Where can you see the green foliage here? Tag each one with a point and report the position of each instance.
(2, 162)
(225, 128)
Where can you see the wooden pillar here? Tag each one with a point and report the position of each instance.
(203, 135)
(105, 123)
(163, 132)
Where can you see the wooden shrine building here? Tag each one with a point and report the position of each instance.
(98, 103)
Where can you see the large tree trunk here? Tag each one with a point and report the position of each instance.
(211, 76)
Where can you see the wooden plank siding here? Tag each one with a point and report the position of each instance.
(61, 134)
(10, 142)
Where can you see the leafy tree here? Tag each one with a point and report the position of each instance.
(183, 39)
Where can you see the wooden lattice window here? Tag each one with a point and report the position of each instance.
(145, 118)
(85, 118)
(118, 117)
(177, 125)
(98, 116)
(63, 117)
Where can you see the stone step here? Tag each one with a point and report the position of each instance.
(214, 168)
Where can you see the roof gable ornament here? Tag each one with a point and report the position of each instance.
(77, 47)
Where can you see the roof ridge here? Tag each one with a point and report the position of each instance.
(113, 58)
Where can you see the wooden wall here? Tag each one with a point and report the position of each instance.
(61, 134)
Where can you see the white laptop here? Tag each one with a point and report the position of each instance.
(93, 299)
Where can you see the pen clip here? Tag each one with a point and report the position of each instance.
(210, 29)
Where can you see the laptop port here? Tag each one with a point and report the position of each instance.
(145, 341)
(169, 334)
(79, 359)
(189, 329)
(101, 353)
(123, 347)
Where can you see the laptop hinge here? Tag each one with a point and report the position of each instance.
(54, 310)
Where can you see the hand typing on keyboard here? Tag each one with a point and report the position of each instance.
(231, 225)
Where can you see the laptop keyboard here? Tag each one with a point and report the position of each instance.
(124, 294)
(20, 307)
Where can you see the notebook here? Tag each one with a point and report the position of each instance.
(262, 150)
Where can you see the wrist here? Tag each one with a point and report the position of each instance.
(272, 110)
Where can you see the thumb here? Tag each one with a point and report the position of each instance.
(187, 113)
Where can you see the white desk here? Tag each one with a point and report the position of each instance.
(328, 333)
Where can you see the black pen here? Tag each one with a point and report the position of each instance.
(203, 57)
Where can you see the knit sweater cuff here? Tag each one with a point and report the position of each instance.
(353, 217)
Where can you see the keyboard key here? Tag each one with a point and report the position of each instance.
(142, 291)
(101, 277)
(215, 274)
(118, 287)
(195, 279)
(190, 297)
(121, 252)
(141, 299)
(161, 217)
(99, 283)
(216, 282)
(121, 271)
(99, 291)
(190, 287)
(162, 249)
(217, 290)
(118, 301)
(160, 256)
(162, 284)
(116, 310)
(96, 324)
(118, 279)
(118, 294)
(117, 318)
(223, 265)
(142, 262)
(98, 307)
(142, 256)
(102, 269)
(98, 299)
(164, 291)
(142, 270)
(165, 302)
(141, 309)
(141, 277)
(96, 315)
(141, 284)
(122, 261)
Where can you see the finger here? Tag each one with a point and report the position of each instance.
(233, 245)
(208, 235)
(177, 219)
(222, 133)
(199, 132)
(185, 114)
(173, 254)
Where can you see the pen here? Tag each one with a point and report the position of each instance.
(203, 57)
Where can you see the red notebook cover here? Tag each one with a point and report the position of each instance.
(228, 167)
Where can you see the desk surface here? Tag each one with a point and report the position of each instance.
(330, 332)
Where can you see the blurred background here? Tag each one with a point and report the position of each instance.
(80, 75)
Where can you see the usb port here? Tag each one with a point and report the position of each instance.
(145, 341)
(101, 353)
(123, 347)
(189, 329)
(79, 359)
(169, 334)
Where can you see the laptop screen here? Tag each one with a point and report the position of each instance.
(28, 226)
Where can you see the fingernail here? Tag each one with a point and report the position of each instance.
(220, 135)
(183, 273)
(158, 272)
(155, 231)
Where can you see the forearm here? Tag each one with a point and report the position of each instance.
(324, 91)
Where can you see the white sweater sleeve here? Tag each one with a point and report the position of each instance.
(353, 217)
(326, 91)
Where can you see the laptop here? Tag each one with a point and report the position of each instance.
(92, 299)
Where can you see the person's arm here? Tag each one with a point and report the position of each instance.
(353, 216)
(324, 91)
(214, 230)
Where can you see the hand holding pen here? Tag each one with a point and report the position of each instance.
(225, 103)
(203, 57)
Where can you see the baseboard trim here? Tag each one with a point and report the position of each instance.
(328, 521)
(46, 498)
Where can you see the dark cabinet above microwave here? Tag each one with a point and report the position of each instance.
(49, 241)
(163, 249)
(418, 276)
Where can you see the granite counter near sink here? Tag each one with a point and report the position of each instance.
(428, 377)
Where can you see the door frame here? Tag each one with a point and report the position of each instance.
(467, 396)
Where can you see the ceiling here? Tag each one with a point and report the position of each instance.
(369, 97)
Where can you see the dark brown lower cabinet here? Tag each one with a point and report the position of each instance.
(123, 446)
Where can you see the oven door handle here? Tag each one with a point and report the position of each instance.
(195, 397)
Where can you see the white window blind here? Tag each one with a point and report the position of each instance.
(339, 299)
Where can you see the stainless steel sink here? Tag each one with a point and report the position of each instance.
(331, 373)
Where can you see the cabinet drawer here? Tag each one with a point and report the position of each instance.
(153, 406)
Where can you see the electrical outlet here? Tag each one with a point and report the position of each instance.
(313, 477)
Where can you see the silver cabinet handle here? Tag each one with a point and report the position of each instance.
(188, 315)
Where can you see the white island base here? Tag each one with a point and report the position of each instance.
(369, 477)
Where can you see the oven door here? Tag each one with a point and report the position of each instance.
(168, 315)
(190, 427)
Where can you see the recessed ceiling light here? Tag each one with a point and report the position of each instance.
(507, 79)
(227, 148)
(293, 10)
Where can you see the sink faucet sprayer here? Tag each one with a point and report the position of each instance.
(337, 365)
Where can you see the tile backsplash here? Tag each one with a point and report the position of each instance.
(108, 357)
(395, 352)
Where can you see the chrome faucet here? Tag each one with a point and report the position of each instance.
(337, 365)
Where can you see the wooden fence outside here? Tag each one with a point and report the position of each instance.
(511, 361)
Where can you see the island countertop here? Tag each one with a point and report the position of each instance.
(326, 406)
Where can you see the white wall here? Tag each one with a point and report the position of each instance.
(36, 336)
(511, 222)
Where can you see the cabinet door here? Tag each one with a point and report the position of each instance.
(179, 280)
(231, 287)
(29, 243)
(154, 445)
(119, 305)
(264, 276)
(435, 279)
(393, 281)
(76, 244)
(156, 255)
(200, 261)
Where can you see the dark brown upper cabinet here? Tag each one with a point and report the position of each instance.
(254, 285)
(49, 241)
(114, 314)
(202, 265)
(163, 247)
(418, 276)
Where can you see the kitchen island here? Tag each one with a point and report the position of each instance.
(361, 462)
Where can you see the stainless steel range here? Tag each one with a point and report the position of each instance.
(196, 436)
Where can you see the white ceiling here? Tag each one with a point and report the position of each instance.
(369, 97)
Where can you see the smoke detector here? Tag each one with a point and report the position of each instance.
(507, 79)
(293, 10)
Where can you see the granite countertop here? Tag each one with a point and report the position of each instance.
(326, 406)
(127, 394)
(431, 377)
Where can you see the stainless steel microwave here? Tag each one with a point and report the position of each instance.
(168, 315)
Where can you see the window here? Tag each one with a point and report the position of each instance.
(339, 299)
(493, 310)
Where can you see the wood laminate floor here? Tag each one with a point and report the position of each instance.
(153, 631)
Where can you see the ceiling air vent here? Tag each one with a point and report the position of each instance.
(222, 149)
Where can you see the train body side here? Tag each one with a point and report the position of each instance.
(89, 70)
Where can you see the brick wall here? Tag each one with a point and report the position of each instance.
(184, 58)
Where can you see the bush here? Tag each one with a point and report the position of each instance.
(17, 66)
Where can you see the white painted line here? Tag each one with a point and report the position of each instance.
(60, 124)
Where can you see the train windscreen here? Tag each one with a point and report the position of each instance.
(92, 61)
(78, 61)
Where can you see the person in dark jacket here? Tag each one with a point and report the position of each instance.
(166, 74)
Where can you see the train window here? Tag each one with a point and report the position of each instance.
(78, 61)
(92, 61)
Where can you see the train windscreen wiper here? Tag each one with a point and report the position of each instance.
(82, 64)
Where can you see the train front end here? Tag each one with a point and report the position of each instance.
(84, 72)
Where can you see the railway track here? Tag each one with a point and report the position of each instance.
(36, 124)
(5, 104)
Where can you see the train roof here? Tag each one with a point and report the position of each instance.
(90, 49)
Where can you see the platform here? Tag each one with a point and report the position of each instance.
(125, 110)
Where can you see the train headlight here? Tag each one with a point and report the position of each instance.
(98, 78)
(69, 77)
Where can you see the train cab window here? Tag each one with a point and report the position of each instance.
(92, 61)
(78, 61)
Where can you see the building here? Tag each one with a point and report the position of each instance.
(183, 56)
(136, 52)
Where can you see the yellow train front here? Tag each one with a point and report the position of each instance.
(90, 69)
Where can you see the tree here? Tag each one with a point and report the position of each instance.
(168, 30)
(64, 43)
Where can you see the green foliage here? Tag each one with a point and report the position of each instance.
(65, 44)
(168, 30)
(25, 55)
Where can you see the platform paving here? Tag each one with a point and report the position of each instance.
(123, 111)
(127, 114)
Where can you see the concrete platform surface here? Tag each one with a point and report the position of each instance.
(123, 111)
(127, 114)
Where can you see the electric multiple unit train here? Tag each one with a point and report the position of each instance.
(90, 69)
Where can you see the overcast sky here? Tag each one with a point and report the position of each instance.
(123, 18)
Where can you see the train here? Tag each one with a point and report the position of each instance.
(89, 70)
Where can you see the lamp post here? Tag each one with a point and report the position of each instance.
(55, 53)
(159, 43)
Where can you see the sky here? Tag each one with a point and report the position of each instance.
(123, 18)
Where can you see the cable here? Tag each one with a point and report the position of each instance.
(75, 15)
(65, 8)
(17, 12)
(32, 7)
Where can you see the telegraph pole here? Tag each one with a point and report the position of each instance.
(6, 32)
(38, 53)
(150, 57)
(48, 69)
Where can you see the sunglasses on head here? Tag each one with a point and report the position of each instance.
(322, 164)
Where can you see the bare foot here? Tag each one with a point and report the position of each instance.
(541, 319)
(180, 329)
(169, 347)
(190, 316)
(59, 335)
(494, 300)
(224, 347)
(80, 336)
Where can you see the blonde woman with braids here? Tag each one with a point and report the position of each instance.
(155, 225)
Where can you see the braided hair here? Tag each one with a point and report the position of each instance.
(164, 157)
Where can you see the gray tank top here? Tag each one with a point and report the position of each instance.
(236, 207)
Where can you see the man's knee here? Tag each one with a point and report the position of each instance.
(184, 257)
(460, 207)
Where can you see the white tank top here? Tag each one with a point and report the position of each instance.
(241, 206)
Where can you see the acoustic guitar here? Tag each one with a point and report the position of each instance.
####################
→ PROBLEM TO WORK ON: Can you repeat the lines of the material from the one containing "Where can you see the braided" through the end, substituting "sleeveless shirt" for "tank top" and leaving everything else unchanged?

→ RESPONSE TO THE TASK:
Where can you see the braided hair here? Tag each one with a point and report the position of each instance.
(164, 157)
Where can you see the gray sleeveless shirt here? Tag each one with a point and report the position of each instance.
(236, 207)
Where can you see the man's knee here? Tag each one with a point and report the position of each instance.
(184, 257)
(460, 207)
Where can you see the white sleeveless shirt here? Tag each one with a point and report the position of each instance.
(241, 206)
Where can you see the acoustic guitar here? Tag each one with a point and report the position of each instance.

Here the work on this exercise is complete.